* **Source material**:

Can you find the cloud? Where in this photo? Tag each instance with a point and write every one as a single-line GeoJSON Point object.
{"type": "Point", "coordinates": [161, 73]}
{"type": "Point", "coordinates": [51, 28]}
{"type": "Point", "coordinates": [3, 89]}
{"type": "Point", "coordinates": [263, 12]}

* **Written request**:
Copy out every line of the records above word for word.

* **Exercise output**:
Can you find the cloud? Where in this photo? Tag each instance with a point and write every one as a single-line GeoJSON Point object.
{"type": "Point", "coordinates": [161, 73]}
{"type": "Point", "coordinates": [51, 28]}
{"type": "Point", "coordinates": [3, 89]}
{"type": "Point", "coordinates": [263, 12]}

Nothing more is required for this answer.